§ **Problem to solve**:
Rewrite every one of the following rows in full, requests included, offsetting each x and y coordinate in the answers by adding 137 to it. Omit the pictures from your output.

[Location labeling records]
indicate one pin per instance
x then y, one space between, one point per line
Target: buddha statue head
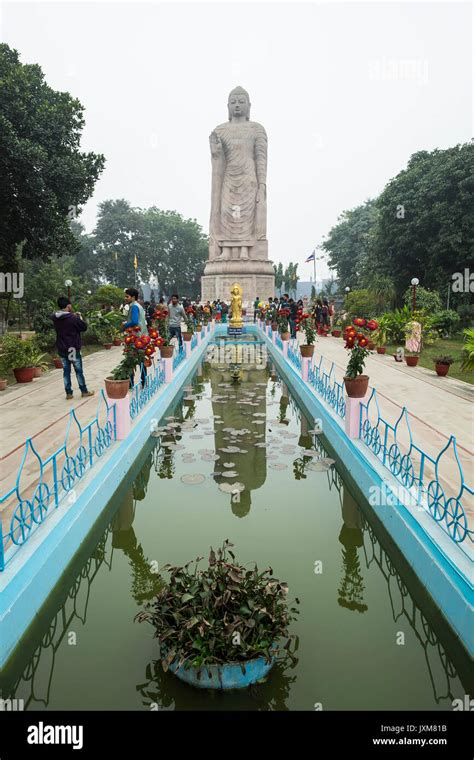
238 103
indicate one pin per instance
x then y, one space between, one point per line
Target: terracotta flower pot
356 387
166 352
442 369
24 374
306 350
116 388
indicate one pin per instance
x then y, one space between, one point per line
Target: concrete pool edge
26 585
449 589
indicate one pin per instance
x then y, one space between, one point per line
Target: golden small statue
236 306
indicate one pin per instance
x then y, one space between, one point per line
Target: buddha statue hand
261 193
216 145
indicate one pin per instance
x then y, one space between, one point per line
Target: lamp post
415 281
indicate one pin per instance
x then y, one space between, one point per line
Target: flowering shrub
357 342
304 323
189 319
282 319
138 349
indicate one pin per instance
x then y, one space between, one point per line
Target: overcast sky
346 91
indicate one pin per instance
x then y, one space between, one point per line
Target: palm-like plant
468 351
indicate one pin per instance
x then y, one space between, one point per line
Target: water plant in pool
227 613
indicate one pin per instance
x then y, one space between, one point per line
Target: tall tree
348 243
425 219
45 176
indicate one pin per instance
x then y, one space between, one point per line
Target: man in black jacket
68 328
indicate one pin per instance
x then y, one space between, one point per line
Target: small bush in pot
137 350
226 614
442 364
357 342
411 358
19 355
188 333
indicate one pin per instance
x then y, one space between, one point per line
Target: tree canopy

§ **Result of this exercise**:
indicate one pin per instance
x then y, one space between, one point per line
Target: buddha statue head
375 240
indicate one pin per instance
x then y, one space between, one point per line
Target: terracotta flower pot
493 524
303 489
579 506
161 511
443 487
253 525
indicate one pin per instance
x then y, one space between, one point per line
Target: concrete pool edge
163 722
586 726
indicate one pin per instance
x then y, one space between, one point per line
Target: golden small statue
373 443
indicate one pin per instance
x then y, one space between, one point per line
Target: buddha statue hand
398 330
353 282
indicate one pin per instance
x then y, one space between, one point per line
Target: lamp post
552 418
indicate one pin per instance
x then y, one space between, one point per line
Target: flowering shrub
494 479
441 460
326 456
419 456
275 486
indicate one pin per instance
x then y, one space between, one point per line
Target: overcast sky
483 228
indicate one pin per instance
x then y, one space between, one point per line
Target: palm-like plant
605 488
indicate one pin per instance
x then y, one space between, one point per line
Target: water plant in pool
364 750
indicate one pin per instance
x then y, one space between, one point per line
Target: tall tree
485 380
562 356
182 313
indicate one pin per instance
x then y, one space between, one point per line
Target: man in black jacket
205 465
indicate one pin per instance
x then y, one space between, one point per line
Target: small bush in pot
274 487
363 751
579 501
494 479
548 495
156 492
325 470
indicate one pin per instance
x then y, one space between, one point per line
Target: tree canopy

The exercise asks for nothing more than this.